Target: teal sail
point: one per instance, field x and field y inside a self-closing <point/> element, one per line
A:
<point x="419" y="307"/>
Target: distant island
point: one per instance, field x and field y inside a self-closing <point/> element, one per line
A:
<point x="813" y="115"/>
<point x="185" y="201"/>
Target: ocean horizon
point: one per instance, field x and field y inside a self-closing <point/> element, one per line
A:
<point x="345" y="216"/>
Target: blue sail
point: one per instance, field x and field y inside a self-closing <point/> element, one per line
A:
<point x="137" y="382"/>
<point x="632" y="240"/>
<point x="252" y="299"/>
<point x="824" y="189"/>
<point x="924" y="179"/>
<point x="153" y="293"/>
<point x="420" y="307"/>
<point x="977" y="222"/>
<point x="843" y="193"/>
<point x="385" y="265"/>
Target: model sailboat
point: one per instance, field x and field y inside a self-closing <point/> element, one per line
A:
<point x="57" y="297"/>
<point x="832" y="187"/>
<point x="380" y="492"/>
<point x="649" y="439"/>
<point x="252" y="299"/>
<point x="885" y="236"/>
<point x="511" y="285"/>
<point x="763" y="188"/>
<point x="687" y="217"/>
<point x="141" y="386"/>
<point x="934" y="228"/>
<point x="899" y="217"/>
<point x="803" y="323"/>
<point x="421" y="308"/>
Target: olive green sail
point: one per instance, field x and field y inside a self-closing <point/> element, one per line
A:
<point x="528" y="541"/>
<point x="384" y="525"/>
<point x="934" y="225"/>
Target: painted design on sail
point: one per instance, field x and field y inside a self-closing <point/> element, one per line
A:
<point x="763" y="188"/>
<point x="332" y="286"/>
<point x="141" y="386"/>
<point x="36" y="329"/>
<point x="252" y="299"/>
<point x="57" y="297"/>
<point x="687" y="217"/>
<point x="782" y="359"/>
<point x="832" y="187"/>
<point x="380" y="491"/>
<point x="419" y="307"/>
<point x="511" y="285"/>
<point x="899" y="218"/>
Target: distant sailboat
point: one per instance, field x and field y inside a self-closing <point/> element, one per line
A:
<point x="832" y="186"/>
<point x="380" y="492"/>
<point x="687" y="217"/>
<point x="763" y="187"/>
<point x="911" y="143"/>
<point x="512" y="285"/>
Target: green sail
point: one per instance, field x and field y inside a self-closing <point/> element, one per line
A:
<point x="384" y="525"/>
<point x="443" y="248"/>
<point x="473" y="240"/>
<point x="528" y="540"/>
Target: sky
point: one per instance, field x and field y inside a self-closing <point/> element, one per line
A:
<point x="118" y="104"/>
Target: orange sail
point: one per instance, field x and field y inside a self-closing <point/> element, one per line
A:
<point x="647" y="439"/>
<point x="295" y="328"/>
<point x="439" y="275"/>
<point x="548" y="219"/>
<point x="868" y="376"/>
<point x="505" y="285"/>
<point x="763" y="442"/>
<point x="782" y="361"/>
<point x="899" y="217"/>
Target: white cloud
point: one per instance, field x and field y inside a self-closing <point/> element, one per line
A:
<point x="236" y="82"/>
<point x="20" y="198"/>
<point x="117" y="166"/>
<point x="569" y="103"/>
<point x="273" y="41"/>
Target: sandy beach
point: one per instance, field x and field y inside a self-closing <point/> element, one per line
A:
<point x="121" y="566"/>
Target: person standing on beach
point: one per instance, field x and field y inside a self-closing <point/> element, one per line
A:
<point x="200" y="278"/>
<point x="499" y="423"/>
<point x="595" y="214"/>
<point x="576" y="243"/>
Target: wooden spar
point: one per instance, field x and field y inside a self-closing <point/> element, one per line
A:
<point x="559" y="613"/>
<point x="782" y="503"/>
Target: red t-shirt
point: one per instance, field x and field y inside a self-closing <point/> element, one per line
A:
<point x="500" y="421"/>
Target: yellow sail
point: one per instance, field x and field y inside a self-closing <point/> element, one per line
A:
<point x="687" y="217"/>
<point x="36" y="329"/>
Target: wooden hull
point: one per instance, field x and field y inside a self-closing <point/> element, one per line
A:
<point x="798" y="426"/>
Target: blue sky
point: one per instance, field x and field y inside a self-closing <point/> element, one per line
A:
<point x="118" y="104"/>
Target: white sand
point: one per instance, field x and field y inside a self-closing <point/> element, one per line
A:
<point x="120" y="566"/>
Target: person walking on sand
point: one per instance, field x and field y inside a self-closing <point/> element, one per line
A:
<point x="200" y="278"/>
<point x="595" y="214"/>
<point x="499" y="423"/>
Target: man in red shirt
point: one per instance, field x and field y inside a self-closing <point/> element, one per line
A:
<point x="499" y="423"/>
━━━━━━━━━━━━━━━━━━━━
TASK OBJECTIVE —
Repeat exactly the lines from the line containing "Target: wooden hull" through the end of the listing above; both boundary lines are part of the output.

FINISHED ANSWER —
Target: wooden hull
point: one per instance, field x and field y inside a self-closing <point/> element, one per line
A:
<point x="798" y="426"/>
Target: blue sky
point: one per instance, field x and field y inside a self-closing <point/> element, one per line
A:
<point x="118" y="104"/>
Target: white sand
point: one per instance, field x and field y inside a self-closing <point/> element, one per line
A:
<point x="120" y="566"/>
Target: person walking on sand
point: one per instance, field x and field y inside a self-closing <point/> element, one per line
A:
<point x="200" y="278"/>
<point x="595" y="214"/>
<point x="499" y="423"/>
Target: man in red shirt
point: one per instance, field x and field y inside a self-closing <point/> element, one per line
A:
<point x="499" y="423"/>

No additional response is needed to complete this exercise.